— To do —
[A] What rating does the Star Wars review blog give Star Wars: Jedi Academy?
[B] Summarize the Star Wars review blog in two sentences.
[C] Extend the Star Wars review blog, picking up after its final line.

— Extracted text —
····················

Sunday, October 28, 2018

Star Wars: Jedi Academy

The Kiddo bought this at Books A Million in Portland ME over the summer.

Title: Star Wars: Jedi Academy
Publisher: Scholastic
Date: 2013
Writer: Jeffrey Brown
Artist: Jeffrey Brown

A boy from Tatooine only wants to be a starfighter pilot like his dad and his older brother. But when he receives a rejection letter from Pilot Academy Middle School, an unexpected opportunity presents itself. Roan Novachez is soon on his way to Coruscant at the invitation of Master Yoda to enter Jedi Academy and learn the ways of the Force.

This is a nice bit of light Star Wars humor featuring a generally well-adjusted kid thrown into a world that is suddenly a lot bigger than he had envisioned it to be. The story does not run heavy on plot or emotional drama. Almost all of it is small moments of making friends, learning new things, and opening eyes to new possibilities.

There are the requisite school bullies, but even they don't feel like anything all that sinister. This is a feel-good book that does a nice job of reminding the reader that not everything in the Star Wars mythos needs to be taken quite so seriously.

There are plenty of amusing jokes along the way, but the friendships and the quiet moments are what really make this special.

Rating: 8/10

Rogue One: A Star Wars Story #4

Kiddo was buying all Star Wars all the time this past summer!

Title: Rogue One: A Star Wars Story
Issue: 4
Publisher: Marvel Comics
Date: September 2017
Writer: Jody Houser
Artist: Emilio Laiso
Colorist: Rachelle Rosenberg
Letterer: VC's Clayton Cowles
Editor: Heather Antos
Cover: Phil Noto

The fourth issue of Marvel's adaptation of Rogue One covers some of the film's most iconic lines, including "Rebellions are built on hope!", and the naming of the Rogue One callsign.

Mon Mothma gets a nice scene in this issue, which is cool since she is a character who seems to get overlooked quite a bit. This issue also features Vader, plus a lot of setup for the action that will comprise the last two issues.

The pacing was good, and the art was solid, especially on Jyn's expressions and emotions.

Rating: 6/10

Saturday, October 27, 2018

Rogue One: A Star Wars Story #3

Another of the Kiddo's purchases over the summer.

····················

Excerpts of location labeling data
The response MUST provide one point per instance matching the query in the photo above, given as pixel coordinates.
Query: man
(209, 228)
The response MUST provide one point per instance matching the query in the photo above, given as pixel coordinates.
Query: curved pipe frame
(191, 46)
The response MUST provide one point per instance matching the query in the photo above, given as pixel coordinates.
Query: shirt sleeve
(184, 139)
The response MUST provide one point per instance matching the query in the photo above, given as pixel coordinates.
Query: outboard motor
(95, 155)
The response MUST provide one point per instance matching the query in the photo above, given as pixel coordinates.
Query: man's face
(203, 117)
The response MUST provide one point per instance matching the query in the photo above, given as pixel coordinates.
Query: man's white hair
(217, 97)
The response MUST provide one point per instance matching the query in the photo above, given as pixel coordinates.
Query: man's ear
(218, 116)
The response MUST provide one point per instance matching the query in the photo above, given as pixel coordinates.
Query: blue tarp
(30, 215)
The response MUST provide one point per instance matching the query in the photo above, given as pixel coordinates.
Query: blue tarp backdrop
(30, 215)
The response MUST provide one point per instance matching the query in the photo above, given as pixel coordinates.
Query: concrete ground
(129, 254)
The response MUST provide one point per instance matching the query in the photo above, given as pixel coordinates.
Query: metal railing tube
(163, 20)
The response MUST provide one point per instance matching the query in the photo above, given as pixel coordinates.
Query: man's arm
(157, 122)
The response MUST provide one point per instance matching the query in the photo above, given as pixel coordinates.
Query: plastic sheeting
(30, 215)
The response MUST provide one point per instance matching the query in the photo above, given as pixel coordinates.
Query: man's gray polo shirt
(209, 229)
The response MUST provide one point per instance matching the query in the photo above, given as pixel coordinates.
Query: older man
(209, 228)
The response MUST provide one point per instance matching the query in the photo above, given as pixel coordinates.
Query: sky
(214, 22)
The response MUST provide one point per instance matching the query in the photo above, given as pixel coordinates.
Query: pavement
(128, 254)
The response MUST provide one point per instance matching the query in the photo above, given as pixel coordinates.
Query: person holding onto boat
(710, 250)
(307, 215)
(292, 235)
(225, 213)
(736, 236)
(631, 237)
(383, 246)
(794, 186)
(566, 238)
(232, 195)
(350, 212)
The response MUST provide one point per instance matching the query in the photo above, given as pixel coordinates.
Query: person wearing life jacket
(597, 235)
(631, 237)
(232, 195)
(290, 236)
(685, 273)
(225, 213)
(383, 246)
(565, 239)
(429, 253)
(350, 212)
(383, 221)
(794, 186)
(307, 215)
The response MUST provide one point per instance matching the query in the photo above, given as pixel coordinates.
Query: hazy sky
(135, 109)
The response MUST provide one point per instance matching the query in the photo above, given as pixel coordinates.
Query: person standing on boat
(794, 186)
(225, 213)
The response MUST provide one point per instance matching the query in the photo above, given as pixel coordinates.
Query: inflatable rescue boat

····················

— Per-task answers —
[A] 8/10

[B] The blog reviews Star Wars: Jedi Academy, a 2013 Scholastic book by Jeffrey Brown about Roan Novachez joining Jedi Academy, as a light, feel-good story carried by friendships and quiet moments, and rates it 8/10. It also reviews Marvel's Rogue One: A Star Wars Story #4, which covers iconic film lines, gives Mon Mothma a scene, features Vader, and sets up the final issues, and rates it 6/10.

[C]
Title: Rogue One: A Star Wars Story
Issue: 3
Publisher: Marvel Comics
Date: August 2017
Writer: Jody Houser
Artist: Pablo Villanelli
Colorist: Rachelle Rosenberg
Letterer: VC's Clayton Cowles
Editor: Heather Antos

I reviewed issue #1 here, and issue #2 here.

The third installment of Marvel's adaptation of Rogue One covers the escape from Jedha and ends cliffhanger-style on Eadu.

A lot of the focus in this issue was on the tensions between the characters as hidden agendas come to the forefront and conflicting interests threaten to shatter the tenuous trust that has built up between the group of rebels Jyn Erso has found herself in the company of.

The key scenes here worked better on film because the actors were able to give more subtle emotional cues than it's possible to get in the comic medium, in spite of a valiant effort by artist Pablo Villanelli.

The adaptation remains faithful to the film, but the pacing of this issue and the abrupt cliffhanger made it feel very fragmentary.

Rating: 5/10

Friday, October 26, 2018

Neil Jam #15

From the Random Stack of Unread Comics.

Title: Neil Jam
Issue: 15
Date: 2007
Publisher: Neil Jam
Writer: Neil Fitzpatrick
Artist: Neil Fitzpatrick

I reviewed the previous issue here.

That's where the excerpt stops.